### PROVIDED PASSAGE
....
Molecular pharmacogenomics-guided development of novel targeted therapies for drug-resistant human cancers

Abstract

Despite unprecedented therapeutic advances, multiple myeloma remains incurable, with nearly all patients eventually developing drug resistance and disease relapse. This urgent clinical challenge demands innovative approaches to identify and validate novel therapeutic targets in relapsed/refractory disease. This dissertation implements a machine learning-guided preclinical platform for rational drug target identification and validates its predictive power through experimental confirmation of multiple therapeutic candidates for relapsed/refractory multiple myeloma (RRMM). We developed an integrated computational-experimental pipeline combining multi-omics datasets, large-scale cytotoxicity screening, and machine learning algorithms to systematically identify dysregulated pathways in B-cell malignancies. This approach successfully predicted several high-priority therapeutic targets for RRMM, which we subsequently validated through rigorous pharmacological testing. Our experimental validation focused on three key findings. First, we addressed the historically "undruggable" RAS-MAPK pathway, found to be mutated in two-thirds of RRMM patients, by developing CRISPR-engineered Ras-mutant models and screening novel inhibitors across >50 human myeloma cell lines, revealing RAS and RAC1 as viable downstream targets. Second, we identified convergent evidence from both direct omics screening and the SecDrug predictive algorithm identifying BIRC5 (Survivin) as a potent therapeutic target, with MCL-1 co-inhibition producing synergistic pro-apoptotic effects. Third, we traced these effects upstream to DDX5, a transcriptional regulator, and characterized novel analogs with improved pharmacological properties. This work demonstrates that machine learning-guided target identification coupled with systematic experimental validation can successfully predict effective therapies for treatment-resistant cancers. The validated targets, particularly RAS pathway components, BIRC5, and DDX5, represent viable candidates for clinical development in RRMM and potentially other B-cell malignancies, offering new hope for patients who have exhausted current treatment options.
....
### DATASET EXCERPT
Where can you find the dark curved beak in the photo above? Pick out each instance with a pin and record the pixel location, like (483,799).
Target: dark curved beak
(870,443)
....
### EXERCISE OBJECTIVE
List the three things the abstract says its computational-experimental pipeline combines. The lines have nothing to do with the abstract.

### RESPONSE TO THE EXERCISE
- multi-omics datasets
- large-scale cytotoxicity screening
- machine learning algorithms